→ **YOUR GOAL**
Rewrite the lines below as a numbered list, omitting blank lines and leaving the pictures out.

— Start DATA PROVIDED —

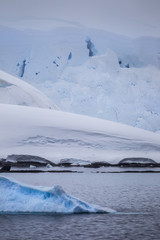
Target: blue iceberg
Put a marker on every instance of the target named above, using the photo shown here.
(19, 198)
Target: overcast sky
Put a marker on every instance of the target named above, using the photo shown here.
(130, 17)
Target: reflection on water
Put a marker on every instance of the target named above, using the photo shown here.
(134, 196)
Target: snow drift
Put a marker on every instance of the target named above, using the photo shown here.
(57, 135)
(18, 198)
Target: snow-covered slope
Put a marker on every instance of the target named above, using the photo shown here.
(57, 135)
(16, 91)
(121, 83)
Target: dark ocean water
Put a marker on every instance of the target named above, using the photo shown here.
(135, 197)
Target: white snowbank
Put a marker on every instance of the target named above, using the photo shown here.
(57, 135)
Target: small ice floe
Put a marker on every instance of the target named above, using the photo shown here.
(18, 198)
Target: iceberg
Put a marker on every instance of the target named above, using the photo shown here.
(18, 198)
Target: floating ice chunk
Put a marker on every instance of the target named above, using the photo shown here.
(18, 198)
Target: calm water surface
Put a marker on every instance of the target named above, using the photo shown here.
(135, 197)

— End DATA PROVIDED —

→ **COMPLETED EXERCISE**
1. Target: blue iceberg
2. Put a marker on every instance of the target named above, using the photo shown here.
3. (19, 198)
4. Target: overcast sky
5. Put a marker on every instance of the target named above, using the photo shown here.
6. (130, 17)
7. Target: reflection on water
8. Put a marker on every instance of the target named above, using the photo shown here.
9. (134, 196)
10. Target: snow drift
11. Put a marker on every instance of the target named above, using the photo shown here.
12. (57, 135)
13. (18, 198)
14. Target: snow-covered slope
15. Put a marker on every instance of the target named above, using the photo shown here.
16. (57, 135)
17. (16, 91)
18. (121, 83)
19. Target: dark ocean water
20. Put a marker on every instance of the target named above, using the photo shown here.
21. (135, 197)
22. Target: white snowbank
23. Put a marker on every instance of the target named above, using the photo shown here.
24. (57, 135)
25. Target: small ice floe
26. Put a marker on every instance of the target named above, using the photo shown here.
27. (18, 198)
28. Target: iceberg
29. Put a marker on every instance of the target named above, using the photo shown here.
30. (18, 198)
31. Target: floating ice chunk
32. Put a marker on every instance of the target named above, using the photo shown here.
33. (18, 198)
34. Target: calm water surface
35. Put a marker on every instance of the target named above, using the photo shown here.
36. (135, 197)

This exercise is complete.